(Dataset entries)
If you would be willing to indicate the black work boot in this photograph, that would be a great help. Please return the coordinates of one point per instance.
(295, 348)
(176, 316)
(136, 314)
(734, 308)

[Brief] Copy the listing above again word for word, keeping every line as it is.

[Exercise solution]
If you would be willing to indicate the black work boot in this photograph, that would be a great help. Please return the coordinates of one point per instance.
(295, 348)
(176, 316)
(136, 314)
(734, 308)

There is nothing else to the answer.